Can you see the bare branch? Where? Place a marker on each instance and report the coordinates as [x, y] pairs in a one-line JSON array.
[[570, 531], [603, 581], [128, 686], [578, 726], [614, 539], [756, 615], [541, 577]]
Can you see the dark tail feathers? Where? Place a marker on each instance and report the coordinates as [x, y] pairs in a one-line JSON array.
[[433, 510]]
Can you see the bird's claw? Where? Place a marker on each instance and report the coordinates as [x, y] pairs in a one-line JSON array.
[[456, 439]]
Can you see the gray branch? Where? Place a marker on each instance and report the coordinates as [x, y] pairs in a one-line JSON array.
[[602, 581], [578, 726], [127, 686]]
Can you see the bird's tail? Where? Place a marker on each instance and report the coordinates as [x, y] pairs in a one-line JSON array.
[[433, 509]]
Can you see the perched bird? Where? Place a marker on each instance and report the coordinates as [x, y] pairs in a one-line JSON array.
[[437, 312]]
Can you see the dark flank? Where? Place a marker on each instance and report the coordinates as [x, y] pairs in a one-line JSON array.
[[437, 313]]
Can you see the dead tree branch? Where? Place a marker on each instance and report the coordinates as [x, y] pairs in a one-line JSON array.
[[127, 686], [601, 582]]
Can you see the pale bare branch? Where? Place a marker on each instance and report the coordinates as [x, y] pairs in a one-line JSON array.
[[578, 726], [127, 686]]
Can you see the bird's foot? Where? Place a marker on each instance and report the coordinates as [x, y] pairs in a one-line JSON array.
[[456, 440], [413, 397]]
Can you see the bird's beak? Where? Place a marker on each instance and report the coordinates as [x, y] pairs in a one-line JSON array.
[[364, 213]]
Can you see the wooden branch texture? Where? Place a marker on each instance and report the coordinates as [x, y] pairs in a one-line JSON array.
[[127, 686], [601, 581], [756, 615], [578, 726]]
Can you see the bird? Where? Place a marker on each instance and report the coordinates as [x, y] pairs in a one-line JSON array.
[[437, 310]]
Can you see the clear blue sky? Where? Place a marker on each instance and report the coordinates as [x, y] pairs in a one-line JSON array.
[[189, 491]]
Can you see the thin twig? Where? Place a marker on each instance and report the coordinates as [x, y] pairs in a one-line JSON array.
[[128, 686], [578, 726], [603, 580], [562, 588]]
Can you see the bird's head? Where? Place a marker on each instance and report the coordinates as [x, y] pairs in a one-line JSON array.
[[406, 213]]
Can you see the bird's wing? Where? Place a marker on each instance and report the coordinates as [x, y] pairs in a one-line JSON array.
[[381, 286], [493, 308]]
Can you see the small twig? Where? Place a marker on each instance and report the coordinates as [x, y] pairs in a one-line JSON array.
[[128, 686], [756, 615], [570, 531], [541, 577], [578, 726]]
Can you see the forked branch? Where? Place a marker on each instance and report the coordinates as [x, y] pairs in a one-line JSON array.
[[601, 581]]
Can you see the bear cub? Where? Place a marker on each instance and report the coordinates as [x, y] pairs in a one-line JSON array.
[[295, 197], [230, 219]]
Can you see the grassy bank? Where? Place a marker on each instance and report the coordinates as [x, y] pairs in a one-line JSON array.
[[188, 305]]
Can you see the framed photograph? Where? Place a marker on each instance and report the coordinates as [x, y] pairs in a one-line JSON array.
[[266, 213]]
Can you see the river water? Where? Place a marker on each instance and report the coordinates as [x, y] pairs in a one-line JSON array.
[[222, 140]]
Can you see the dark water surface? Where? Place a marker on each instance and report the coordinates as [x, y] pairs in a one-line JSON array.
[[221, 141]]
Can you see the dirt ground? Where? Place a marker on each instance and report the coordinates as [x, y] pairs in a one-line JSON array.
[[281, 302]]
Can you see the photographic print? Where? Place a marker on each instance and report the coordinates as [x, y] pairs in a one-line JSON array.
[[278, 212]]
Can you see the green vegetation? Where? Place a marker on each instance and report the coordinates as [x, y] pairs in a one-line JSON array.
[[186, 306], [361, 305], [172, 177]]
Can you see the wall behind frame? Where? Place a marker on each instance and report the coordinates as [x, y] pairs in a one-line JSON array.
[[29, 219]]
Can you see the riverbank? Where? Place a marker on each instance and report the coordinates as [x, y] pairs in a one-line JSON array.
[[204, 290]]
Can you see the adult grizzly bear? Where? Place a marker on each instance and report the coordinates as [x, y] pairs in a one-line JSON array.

********

Lay out as a Markdown table everything above from the line containing "Can you see the bird's wing?" down to the line containing "[[601, 581]]", both lines included. Use the columns Row and Line, number the rows, and leave out blank lines.

| Row | Line |
|---|---|
| 1 | Can you see the bird's wing? Where? Place a marker on each instance and report the coordinates as [x, y] pairs in a one-line JSON array. |
| 2 | [[381, 286], [493, 308]] |
| 3 | Can you see the small twig? Where? Place a marker on each instance and report the coordinates as [x, y] pairs in a one-line JSON array. |
| 4 | [[128, 686], [756, 615], [570, 531], [541, 577], [578, 726]] |
| 5 | Can you see the forked branch? Where? Place a marker on each instance and report the coordinates as [x, y] pairs in a one-line JSON array. |
| 6 | [[601, 581]] |